# fail2ban and logrotate

## eruditas

Hello. I have a problem. fail2ban restarts every night @ 3:10 and all bans are cleared at this time. Is there any solution for this? I tried to use search but all i could find is this. But its not clear to me, coz lines in my /etc/init.d/fail2ban differs from ones in the link.

Thanks for you arnswers.  :Smile: 

----------

## hpeters

 *eruditas wrote:*   

> Hello. I have a problem. fail2ban restarts every night @ 3:10 and all bans are cleared at this time. Is there any solution for this? I tried to use search but all i could find is this. But its not clear to me, coz lines in my /etc/init.d/fail2ban differs from ones in the link.
> 
> Thanks for you arnswers. 

 

Modify /etc/logrotate.d/fail2ban not /etc/init.d/fail2ban

https://bugs.gentoo.org/show_bug.cgi?id=301139

In /etc/logrotate.d/fail2ban change:

The line:

/usr/bin/fail2ban-client reload 1>/dev/null || true

Should be changed to:

/usr/bin/fail2ban-client set logtarget /var/log/fail2ban.log 1>/dev/null || true

----------

## eruditas

Thanks  :Smile:  I'll see if it works  :Smile: 

----------

## Killerchronic

I don't feel this is actually worth a new topic as its along the same lines, however why does fail2ban restart every night at 3:10?

Task instructions:
(1) Copy out the stretch of the entries from the line containing "Whereabouts in this scan is the dense" through the line containing "[0,166,500,324]", unchanged and including both of those lines.
(2) Continue the forum thread on fail2ban and logrotate from its final post onward.

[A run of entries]
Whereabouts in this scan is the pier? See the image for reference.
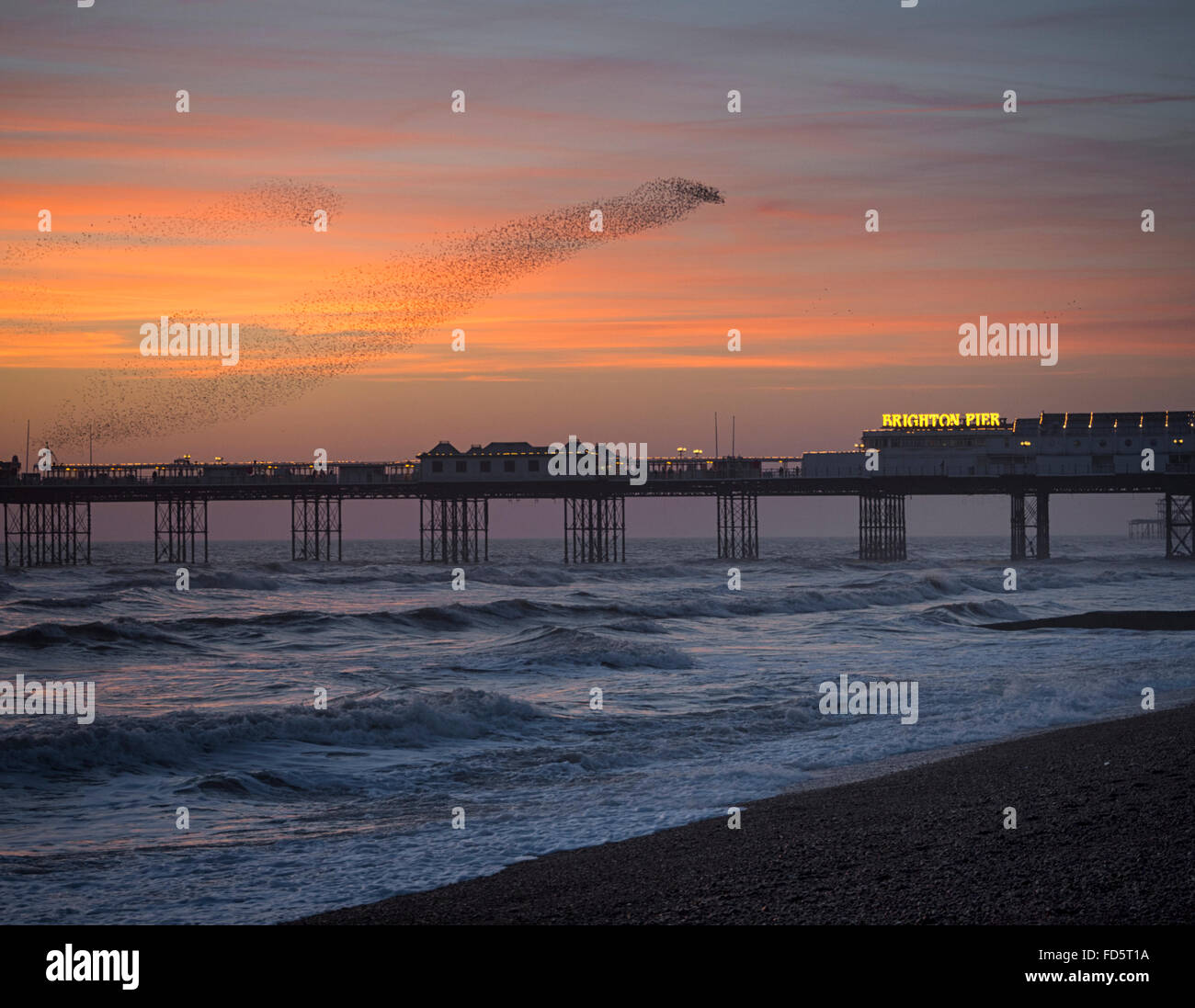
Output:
[0,446,1195,567]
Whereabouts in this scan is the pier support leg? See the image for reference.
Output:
[4,498,91,567]
[564,497,626,563]
[1167,493,1195,561]
[290,493,343,561]
[717,490,759,561]
[1012,491,1049,561]
[859,491,907,561]
[419,497,490,563]
[153,495,208,563]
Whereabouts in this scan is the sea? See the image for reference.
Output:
[0,537,1195,924]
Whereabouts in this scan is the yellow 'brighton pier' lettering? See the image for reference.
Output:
[883,413,1000,427]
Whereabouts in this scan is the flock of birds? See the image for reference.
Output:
[6,178,723,449]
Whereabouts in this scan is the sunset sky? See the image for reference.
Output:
[0,0,1195,534]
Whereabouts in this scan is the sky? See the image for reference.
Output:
[0,0,1195,538]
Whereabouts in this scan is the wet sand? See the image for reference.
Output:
[296,707,1195,924]
[984,609,1195,630]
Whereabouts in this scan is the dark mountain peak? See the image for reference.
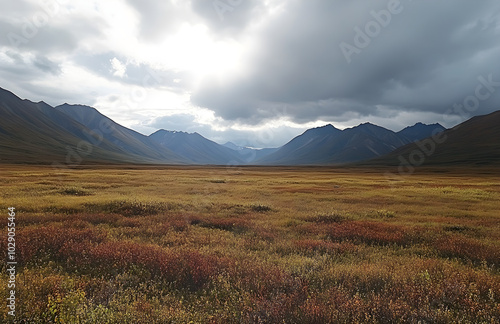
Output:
[396,122,446,142]
[398,122,445,133]
[303,124,341,136]
[149,128,190,136]
[222,142,243,151]
[56,103,100,114]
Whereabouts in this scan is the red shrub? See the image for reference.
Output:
[434,235,500,265]
[326,221,407,245]
[293,239,357,254]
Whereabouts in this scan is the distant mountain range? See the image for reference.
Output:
[0,88,500,166]
[255,123,445,165]
[365,111,500,167]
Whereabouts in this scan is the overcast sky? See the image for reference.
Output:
[0,0,500,147]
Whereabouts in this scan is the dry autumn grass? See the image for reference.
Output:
[0,166,500,323]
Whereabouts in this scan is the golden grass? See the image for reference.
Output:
[0,166,500,323]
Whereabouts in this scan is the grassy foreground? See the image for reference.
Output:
[0,166,500,323]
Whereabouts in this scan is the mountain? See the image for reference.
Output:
[372,111,500,170]
[0,88,148,165]
[55,104,191,163]
[222,142,279,164]
[149,129,245,165]
[256,123,444,165]
[396,123,446,142]
[255,125,342,165]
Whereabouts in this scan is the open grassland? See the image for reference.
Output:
[0,166,500,323]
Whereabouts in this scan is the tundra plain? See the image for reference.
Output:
[0,165,500,323]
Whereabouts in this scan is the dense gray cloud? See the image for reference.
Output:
[192,0,500,123]
[0,0,500,146]
[191,0,266,37]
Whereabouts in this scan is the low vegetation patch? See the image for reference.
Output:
[0,166,500,324]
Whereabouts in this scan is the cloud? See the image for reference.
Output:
[0,0,500,147]
[192,0,500,124]
[110,57,127,78]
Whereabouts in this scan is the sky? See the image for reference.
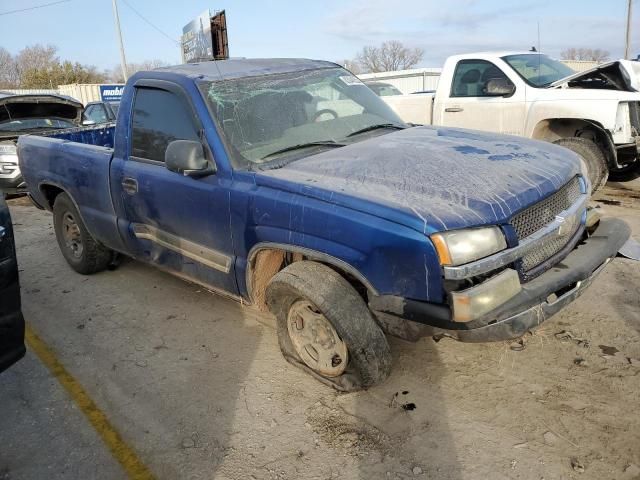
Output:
[0,0,640,69]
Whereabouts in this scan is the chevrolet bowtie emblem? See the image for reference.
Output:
[556,214,577,236]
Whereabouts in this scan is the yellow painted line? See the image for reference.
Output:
[25,325,154,480]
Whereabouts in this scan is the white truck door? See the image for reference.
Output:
[433,59,526,135]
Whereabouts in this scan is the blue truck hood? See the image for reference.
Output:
[256,127,581,234]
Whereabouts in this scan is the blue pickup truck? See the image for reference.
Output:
[18,59,630,390]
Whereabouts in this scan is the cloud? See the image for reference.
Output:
[322,0,640,67]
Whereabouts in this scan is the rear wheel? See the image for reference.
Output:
[553,137,608,193]
[53,193,113,275]
[267,261,391,391]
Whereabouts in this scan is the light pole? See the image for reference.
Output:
[111,0,128,82]
[624,0,633,60]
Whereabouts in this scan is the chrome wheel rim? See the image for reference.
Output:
[287,300,349,377]
[62,212,84,258]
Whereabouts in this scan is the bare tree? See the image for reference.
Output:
[107,58,169,83]
[355,40,424,73]
[560,47,609,63]
[21,61,105,88]
[15,43,60,76]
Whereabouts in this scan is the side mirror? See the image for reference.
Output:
[164,140,215,177]
[484,78,516,97]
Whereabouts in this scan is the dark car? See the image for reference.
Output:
[365,82,402,97]
[0,92,82,194]
[0,196,25,372]
[82,102,120,125]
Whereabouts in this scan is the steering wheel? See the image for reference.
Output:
[313,108,338,122]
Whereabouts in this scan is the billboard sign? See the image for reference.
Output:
[182,10,213,63]
[100,85,124,102]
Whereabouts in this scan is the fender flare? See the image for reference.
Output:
[245,242,379,303]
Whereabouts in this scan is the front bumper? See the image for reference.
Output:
[369,218,631,342]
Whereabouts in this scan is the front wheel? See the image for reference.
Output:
[267,261,391,391]
[53,193,113,275]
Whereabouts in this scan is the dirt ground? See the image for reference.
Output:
[0,181,640,480]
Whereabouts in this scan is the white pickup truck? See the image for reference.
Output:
[382,52,640,191]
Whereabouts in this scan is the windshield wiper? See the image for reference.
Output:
[346,123,407,138]
[262,140,346,160]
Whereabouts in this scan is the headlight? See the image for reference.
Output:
[431,227,507,266]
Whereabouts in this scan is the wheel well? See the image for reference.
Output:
[246,247,370,311]
[531,118,617,167]
[40,184,64,210]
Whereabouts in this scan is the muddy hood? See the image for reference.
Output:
[256,127,581,234]
[549,60,640,92]
[0,94,83,124]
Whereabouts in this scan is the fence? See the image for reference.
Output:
[358,68,442,94]
[2,83,120,105]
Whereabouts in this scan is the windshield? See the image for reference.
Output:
[502,53,576,87]
[0,118,76,132]
[201,68,405,166]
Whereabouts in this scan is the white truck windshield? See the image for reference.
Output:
[502,53,576,87]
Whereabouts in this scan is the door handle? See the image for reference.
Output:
[122,177,138,195]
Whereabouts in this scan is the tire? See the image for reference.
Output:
[266,261,391,391]
[53,193,113,275]
[609,161,640,182]
[553,137,609,193]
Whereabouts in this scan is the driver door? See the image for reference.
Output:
[434,59,526,135]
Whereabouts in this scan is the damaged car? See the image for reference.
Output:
[18,59,630,390]
[383,52,640,191]
[0,92,82,195]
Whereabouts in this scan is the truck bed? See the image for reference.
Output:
[18,124,116,249]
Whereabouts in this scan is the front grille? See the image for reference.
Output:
[510,177,582,278]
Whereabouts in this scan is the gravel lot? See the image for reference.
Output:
[0,180,640,480]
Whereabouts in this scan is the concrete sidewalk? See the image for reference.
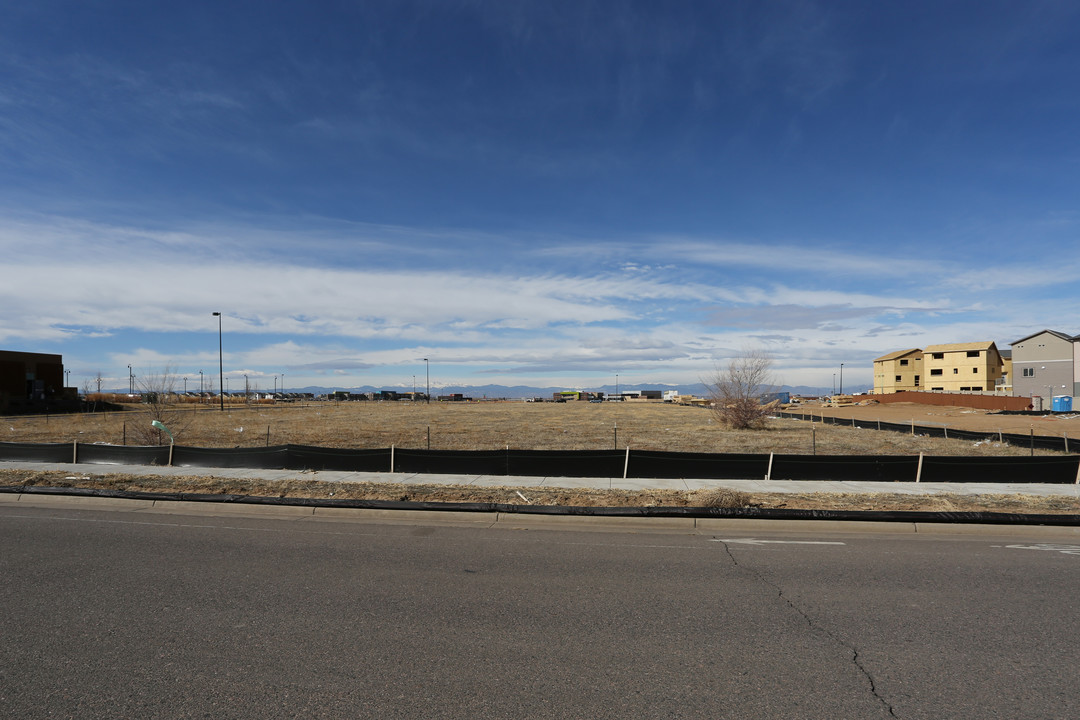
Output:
[0,462,1080,498]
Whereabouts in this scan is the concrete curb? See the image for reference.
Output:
[6,493,1080,536]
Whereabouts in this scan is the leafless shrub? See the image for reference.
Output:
[706,350,773,430]
[130,366,190,445]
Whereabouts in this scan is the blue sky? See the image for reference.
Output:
[0,0,1080,395]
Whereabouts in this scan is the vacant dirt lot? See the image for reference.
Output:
[0,402,1062,456]
[0,470,1080,515]
[791,403,1080,440]
[0,403,1080,514]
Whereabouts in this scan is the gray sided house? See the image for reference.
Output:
[1010,330,1080,409]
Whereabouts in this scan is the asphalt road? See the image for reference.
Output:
[0,504,1080,719]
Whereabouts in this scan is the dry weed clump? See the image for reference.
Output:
[690,488,754,507]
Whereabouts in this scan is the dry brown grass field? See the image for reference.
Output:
[0,402,1053,456]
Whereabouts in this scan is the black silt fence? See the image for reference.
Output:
[77,444,168,465]
[0,443,75,462]
[777,412,1080,452]
[769,454,919,483]
[626,450,769,480]
[394,449,508,475]
[285,445,390,473]
[921,457,1078,484]
[173,445,288,470]
[508,450,634,477]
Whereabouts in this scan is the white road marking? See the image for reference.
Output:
[712,538,846,545]
[1005,543,1080,555]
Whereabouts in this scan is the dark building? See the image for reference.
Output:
[0,350,64,413]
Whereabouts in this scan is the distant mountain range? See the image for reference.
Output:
[276,382,872,399]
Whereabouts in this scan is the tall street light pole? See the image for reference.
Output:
[423,357,431,405]
[214,312,225,412]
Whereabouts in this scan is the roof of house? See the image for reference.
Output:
[1009,330,1077,345]
[874,348,922,363]
[922,340,997,353]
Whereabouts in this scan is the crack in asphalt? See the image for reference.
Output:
[720,541,899,718]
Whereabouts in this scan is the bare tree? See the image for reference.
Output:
[706,349,774,430]
[133,366,189,445]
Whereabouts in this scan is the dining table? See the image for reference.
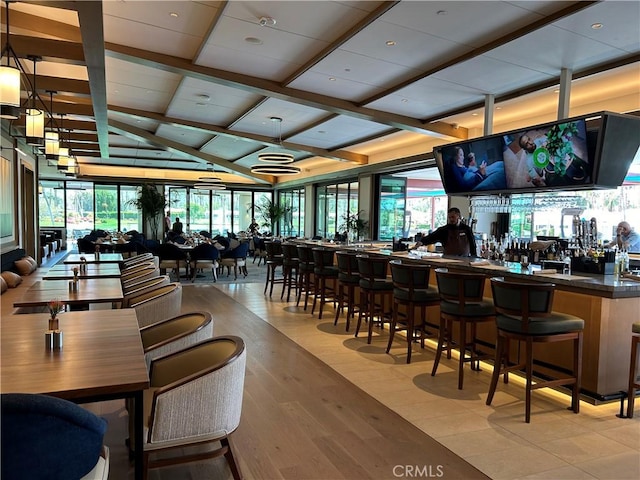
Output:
[42,263,122,280]
[13,278,124,307]
[0,308,149,479]
[63,253,123,264]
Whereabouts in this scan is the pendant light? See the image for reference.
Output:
[25,55,44,147]
[0,0,20,120]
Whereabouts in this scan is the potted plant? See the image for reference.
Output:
[128,183,167,239]
[254,198,291,234]
[340,210,369,241]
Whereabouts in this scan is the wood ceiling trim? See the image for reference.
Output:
[109,120,268,183]
[359,0,600,108]
[74,2,109,158]
[109,105,369,165]
[105,43,468,140]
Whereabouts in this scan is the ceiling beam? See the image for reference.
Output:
[109,120,272,183]
[109,105,369,165]
[105,43,468,139]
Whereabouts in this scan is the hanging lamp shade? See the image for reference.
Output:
[25,108,44,146]
[0,65,20,120]
[44,132,60,160]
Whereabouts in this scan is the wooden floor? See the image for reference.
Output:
[55,251,640,480]
[90,284,487,480]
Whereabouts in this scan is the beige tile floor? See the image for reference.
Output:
[218,283,640,480]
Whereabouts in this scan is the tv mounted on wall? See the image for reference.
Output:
[434,115,608,195]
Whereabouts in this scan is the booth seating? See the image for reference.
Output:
[486,278,584,423]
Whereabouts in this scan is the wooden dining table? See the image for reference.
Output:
[13,278,124,307]
[42,263,122,280]
[0,308,149,479]
[63,253,123,264]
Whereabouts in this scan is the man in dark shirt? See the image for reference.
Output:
[416,207,476,257]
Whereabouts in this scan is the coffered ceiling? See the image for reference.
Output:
[2,0,640,186]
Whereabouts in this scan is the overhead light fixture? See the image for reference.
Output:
[251,117,300,175]
[193,183,227,190]
[251,165,300,176]
[0,0,20,120]
[25,55,44,147]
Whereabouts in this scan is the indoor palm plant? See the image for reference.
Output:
[129,183,167,239]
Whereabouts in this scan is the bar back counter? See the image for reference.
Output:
[302,244,640,404]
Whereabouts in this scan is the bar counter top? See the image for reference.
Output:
[302,242,640,298]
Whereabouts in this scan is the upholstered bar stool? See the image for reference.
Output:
[264,242,284,296]
[355,255,393,343]
[486,278,584,423]
[431,268,496,390]
[280,243,300,302]
[333,252,360,332]
[627,323,640,418]
[296,245,315,311]
[387,260,440,363]
[311,248,338,319]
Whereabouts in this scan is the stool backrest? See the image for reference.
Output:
[491,277,556,332]
[357,255,389,281]
[298,245,313,263]
[389,260,431,293]
[311,248,335,268]
[336,252,358,275]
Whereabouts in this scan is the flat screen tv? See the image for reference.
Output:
[434,113,600,195]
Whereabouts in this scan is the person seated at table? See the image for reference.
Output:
[171,217,183,233]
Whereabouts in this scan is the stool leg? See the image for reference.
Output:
[458,318,473,390]
[627,335,640,418]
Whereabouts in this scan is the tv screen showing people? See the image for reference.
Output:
[435,118,595,194]
[439,137,507,193]
[503,119,593,189]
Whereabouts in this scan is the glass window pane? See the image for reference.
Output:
[65,182,95,239]
[120,185,142,232]
[189,188,211,232]
[38,180,64,228]
[94,185,118,232]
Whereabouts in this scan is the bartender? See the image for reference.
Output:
[414,207,476,257]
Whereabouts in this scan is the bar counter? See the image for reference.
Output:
[302,243,640,403]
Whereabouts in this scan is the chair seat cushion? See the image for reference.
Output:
[360,278,393,291]
[440,300,496,317]
[313,267,339,278]
[393,287,440,303]
[496,312,584,335]
[338,272,360,285]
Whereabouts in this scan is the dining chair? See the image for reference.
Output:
[190,243,220,283]
[140,312,213,368]
[139,336,247,480]
[387,260,440,363]
[486,277,584,423]
[431,268,496,390]
[128,283,182,327]
[0,393,109,480]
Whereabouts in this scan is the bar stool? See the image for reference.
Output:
[333,252,360,332]
[296,245,315,311]
[264,242,284,296]
[355,255,393,343]
[311,248,338,319]
[486,278,584,423]
[280,243,299,302]
[627,323,640,418]
[387,260,440,363]
[431,268,496,390]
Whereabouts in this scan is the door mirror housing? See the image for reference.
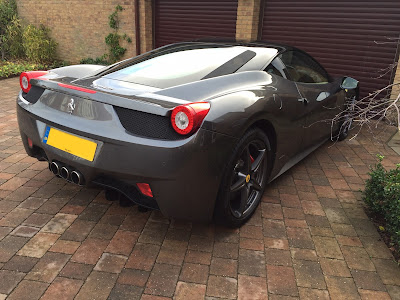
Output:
[340,77,358,90]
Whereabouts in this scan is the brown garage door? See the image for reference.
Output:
[261,0,400,96]
[154,0,238,47]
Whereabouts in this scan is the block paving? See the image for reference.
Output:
[0,78,400,300]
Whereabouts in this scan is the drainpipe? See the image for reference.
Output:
[135,0,140,55]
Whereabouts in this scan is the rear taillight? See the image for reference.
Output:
[136,183,153,198]
[19,71,49,93]
[171,102,210,135]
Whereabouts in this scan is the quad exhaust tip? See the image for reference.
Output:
[49,161,85,185]
[60,167,70,180]
[71,171,83,185]
[49,161,60,175]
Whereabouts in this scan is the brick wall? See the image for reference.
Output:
[17,0,136,63]
[236,0,260,41]
[139,0,153,53]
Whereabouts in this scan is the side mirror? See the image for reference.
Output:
[340,77,358,90]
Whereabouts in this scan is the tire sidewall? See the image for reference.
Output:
[217,129,271,227]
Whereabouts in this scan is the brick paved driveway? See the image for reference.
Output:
[0,78,400,300]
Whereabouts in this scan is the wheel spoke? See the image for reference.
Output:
[250,179,262,191]
[251,149,266,173]
[231,172,246,192]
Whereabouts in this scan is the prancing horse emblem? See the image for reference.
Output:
[67,98,75,114]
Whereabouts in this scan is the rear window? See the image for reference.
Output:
[104,47,256,88]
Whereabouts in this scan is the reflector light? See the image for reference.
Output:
[58,83,96,94]
[136,183,153,198]
[171,102,210,135]
[19,71,49,93]
[28,138,33,149]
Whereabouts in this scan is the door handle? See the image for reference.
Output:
[297,98,308,105]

Responses in order:
(1)
Whereabouts in this scan is the dense gray cloud? See the image for reference.
Output:
[192,0,500,123]
[0,0,500,146]
[191,0,266,37]
Whereabouts in this scan is the low vegetation patch? See the image for reference.
Output:
[0,166,500,324]

(2)
I would like to know when it starts and stops but i dont want it restarting every night unless its for good reason. I get multiple emails each night saying it stopped then the same amount saying it started, is there a way to turn off its auto-restart/reload thing, it never used to do this a year or so ago.

----------

## Hu

The most common cause of early morning restarts is that a logrotate script is trying to move the other program to a new log file.  I do not know if this applies to fail2ban, but it is easy to check.

----------

## Killerchronic

Thanks, i'll look into that, logrotate could be the cause, i dont recall when i installed it on this server but it wasn't during the base install, could well of been around the same time and i never linked the two.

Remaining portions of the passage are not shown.